## Source text
================================

Hospital Developed Immunity To A Doctor

May 20, 2002
Reprinted with permission of the Connecticut Law Tribune, May 20, 2002. By Thomas Scheffey
Litchfield Superior Court Judge Alexandra D. DiPentima handled the defamation case of Dr. Richard Munch against a Torrington hospital with the deftness of a surgeon.
 
The doctor claimed Charlotte Hungerford Hospital libeled him when it reported to a federal data bank that his privileges were curtailed. The hospital countersued Munch for vexatious litigation.
 
This was the first Connecticut case to construe hospital immunity under the federal Health Care Quality Improvement Act of 1986. It was enacted to create a national record bank that would prevent doctors from simply moving to a new state to escape past findings of incompetence or negligence.
 
The case had the potential to be messy. Munch claimed the hospital breached its own bylaws when it revoked his privileges to perform ureteroscopys. He claimed the HCQIA form checked off by the hospital was "totally false" when it read, "Denial privileges: Incompetence/malpractice/negligence." Munch also sued the hospital's vice president of medical affairs, Dr. Alan Bier, for telling the hospital that Munch had relinquished his privileges.
 
LEGALLY INOCULATED
The hospital countered in defense that it and Bier had complete immunity under HCQIA, and further that anything negative it had said was true.

================================

## Available data
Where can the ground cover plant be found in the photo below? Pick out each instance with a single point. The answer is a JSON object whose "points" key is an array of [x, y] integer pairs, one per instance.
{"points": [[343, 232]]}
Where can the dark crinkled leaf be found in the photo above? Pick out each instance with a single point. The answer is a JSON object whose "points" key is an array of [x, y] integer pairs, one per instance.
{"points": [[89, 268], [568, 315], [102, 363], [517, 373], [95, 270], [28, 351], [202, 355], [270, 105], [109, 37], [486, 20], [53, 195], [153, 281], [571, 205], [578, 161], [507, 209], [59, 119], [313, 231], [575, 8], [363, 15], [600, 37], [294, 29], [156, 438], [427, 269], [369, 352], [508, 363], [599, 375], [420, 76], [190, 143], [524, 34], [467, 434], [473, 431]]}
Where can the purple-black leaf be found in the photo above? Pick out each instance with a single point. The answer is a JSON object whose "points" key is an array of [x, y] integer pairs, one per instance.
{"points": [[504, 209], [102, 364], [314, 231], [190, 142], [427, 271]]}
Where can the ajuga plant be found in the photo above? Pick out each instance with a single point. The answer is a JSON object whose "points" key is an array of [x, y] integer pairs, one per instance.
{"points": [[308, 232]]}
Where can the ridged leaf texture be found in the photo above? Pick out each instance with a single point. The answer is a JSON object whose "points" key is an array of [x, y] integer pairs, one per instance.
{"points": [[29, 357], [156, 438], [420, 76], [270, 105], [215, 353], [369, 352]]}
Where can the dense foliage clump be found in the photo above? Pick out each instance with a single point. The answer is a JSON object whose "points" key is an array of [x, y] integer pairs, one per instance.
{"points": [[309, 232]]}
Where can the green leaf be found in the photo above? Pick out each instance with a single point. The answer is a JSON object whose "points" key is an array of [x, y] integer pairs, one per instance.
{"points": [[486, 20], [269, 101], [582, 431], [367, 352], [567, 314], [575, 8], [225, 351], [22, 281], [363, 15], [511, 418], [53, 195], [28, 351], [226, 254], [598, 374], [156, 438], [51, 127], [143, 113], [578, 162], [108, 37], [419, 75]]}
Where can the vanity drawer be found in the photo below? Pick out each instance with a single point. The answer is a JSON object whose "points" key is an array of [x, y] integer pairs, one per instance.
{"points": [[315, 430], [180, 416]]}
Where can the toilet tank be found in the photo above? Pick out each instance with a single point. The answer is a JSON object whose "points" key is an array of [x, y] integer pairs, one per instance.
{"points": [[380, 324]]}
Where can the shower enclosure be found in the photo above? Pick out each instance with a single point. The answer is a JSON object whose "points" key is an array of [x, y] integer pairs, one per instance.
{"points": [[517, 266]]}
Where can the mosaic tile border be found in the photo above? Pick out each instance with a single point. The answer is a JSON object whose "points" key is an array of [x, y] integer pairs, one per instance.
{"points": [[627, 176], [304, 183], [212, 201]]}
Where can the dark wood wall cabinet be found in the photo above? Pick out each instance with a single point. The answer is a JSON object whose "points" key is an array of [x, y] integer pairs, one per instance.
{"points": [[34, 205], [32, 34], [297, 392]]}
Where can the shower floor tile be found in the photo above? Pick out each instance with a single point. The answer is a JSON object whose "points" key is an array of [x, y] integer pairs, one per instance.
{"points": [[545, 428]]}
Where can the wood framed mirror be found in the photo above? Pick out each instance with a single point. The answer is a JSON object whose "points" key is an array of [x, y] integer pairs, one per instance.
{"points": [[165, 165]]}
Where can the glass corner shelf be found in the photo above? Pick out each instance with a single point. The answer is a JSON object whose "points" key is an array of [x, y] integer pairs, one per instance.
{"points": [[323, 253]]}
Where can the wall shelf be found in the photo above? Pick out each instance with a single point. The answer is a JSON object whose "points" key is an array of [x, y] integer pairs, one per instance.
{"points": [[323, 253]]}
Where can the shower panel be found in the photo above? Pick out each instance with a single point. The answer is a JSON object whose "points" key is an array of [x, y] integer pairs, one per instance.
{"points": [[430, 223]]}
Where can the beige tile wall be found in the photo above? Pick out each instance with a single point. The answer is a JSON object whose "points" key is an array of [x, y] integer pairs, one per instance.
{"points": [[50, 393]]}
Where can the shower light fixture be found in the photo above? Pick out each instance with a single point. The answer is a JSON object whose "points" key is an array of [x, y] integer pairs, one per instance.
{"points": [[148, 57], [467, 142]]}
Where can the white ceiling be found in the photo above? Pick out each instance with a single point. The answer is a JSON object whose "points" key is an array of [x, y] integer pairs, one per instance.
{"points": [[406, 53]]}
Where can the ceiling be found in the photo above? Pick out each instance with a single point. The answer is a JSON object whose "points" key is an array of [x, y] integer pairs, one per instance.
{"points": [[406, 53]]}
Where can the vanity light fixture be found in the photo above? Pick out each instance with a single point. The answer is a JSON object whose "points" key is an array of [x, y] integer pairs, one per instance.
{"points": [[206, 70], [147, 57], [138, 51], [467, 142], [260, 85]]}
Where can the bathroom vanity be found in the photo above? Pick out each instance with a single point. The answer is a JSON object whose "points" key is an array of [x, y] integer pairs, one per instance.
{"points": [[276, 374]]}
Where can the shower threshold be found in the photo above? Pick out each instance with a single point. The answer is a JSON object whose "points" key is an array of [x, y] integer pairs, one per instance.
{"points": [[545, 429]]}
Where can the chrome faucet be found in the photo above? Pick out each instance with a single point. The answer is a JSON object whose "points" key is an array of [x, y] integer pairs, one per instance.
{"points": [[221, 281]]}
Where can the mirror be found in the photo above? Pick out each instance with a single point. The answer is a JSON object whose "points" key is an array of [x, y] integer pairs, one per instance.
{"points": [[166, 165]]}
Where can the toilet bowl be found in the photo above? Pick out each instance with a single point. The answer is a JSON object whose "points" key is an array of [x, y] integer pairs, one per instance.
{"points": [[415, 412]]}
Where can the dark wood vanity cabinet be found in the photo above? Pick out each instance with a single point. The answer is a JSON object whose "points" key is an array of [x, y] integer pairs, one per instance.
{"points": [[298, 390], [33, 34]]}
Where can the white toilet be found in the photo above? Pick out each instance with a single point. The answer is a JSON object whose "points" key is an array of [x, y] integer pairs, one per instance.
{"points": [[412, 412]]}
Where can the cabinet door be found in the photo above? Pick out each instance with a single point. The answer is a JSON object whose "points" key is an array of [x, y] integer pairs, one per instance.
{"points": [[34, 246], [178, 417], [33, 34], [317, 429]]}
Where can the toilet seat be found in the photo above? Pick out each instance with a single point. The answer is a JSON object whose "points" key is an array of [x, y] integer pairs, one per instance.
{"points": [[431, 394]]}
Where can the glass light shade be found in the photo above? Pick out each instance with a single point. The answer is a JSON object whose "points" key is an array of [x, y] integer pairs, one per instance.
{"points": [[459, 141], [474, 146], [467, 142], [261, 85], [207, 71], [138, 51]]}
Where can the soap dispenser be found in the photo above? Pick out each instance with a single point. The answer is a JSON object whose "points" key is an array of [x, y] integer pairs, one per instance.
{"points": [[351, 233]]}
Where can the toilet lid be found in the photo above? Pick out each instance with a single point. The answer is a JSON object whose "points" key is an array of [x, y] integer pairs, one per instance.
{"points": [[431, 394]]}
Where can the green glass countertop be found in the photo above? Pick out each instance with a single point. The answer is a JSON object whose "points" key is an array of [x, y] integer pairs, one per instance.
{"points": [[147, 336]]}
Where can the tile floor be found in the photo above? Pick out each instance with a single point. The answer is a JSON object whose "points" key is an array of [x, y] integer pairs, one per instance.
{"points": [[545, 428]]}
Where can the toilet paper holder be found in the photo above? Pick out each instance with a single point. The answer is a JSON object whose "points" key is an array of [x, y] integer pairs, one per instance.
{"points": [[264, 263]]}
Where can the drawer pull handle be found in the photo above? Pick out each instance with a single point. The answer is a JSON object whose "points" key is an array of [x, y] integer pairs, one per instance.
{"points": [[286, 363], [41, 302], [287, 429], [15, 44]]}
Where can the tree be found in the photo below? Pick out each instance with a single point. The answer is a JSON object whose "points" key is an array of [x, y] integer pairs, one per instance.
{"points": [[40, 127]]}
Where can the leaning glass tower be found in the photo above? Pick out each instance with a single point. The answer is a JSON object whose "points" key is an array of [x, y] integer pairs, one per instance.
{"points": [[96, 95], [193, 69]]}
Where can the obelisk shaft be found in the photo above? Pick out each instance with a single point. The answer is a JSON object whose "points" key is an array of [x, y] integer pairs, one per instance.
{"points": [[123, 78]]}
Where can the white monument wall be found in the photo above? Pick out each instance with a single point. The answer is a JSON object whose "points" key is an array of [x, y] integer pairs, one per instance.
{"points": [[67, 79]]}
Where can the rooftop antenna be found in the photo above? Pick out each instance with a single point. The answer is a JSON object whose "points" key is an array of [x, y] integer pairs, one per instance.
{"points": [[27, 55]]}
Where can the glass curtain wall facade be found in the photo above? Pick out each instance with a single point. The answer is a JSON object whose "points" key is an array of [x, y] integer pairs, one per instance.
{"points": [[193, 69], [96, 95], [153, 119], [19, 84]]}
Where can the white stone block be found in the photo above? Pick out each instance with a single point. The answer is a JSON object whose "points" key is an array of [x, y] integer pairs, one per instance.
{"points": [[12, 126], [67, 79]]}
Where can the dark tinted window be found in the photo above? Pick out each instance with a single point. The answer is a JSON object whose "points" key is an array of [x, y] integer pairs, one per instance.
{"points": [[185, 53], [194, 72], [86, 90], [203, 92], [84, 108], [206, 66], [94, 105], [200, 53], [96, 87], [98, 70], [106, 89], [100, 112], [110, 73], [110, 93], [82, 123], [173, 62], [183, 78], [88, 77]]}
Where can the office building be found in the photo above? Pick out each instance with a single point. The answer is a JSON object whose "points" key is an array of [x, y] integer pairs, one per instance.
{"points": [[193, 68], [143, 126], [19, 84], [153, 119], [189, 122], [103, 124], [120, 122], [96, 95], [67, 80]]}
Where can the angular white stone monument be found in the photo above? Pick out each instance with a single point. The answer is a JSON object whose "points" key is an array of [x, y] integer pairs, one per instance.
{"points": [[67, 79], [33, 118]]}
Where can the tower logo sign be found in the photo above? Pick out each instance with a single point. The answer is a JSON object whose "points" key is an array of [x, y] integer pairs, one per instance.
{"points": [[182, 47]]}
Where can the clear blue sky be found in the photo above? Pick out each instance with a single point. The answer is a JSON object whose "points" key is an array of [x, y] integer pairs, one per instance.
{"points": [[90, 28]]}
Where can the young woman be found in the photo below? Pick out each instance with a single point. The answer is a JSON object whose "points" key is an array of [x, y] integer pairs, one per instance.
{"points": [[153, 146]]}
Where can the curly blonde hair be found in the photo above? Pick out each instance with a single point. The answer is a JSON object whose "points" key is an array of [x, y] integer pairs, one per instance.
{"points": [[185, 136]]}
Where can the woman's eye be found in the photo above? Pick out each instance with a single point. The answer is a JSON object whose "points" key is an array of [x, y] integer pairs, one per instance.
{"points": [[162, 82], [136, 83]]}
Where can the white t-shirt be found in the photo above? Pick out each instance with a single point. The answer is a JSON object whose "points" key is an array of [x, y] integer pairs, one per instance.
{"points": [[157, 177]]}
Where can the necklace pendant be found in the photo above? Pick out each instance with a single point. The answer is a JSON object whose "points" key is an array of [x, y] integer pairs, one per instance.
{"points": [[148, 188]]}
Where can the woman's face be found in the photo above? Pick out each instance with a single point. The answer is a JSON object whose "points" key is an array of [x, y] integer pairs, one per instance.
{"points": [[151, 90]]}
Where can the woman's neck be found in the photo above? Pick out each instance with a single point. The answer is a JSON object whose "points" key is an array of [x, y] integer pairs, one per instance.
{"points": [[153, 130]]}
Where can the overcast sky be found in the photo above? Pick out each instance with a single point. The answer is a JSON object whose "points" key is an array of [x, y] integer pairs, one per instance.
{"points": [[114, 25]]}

================================

## Questions
a) Reproduce verbatim the stretch of the hospital immunity article from "Hospital Developed Immunity" through "of a surgeon.".
b) Continue the article on the Munch defamation case from its final sentence.

## Response list
a)
Hospital Developed Immunity To A Doctor

May 20, 2002
Reprinted with permission of the Connecticut Law Tribune, May 20, 2002. By Thomas Scheffey
Litchfield Superior Court Judge Alexandra D. DiPentima handled the defamation case of Dr. Richard Munch against a Torrington hospital with the deftness of a surgeon.

b)
The judge, however, stanched the legal bloodletting. She dismissed the count against Bier with simple reference to a calendar. Munch, she ruled, sued Bier for acts which occurred before the two-year statute of limitations.
 
DiPentima's April 22 decision centers on a letter Munch wrote the hospital's chief of surgery in July of 1997, offering to "voluntarily reduce my privileges" to perform ureteroscopys. On reviewing the hospital's study, he wrote, "it is apparent to me that my urologic colleagues, Dr.Schettler and Dr. Devanney, are more fascicle [sic] in doing ureteroscopys" and would refer his patients to them. He asked to preserve the right to do the procedure in emergencies, and said his training is continuing.
 
Munch also sought a hearing on what he described as his "privilege reduction." He was told that he could schedule one even after the normal 30 day period had passed, but he never did so, DiPentima wrote. Under the federal act, the hospital has immunity from liability if it acts in the reasonable belief that the action was in the furtherance of quality health care, after making reasonable effort to obtain the facts of the matter, with notice and a hearing for the physician.
 
There is a rebuttable presumption under the act that a hospital's professional review meets those standards, the judge noted.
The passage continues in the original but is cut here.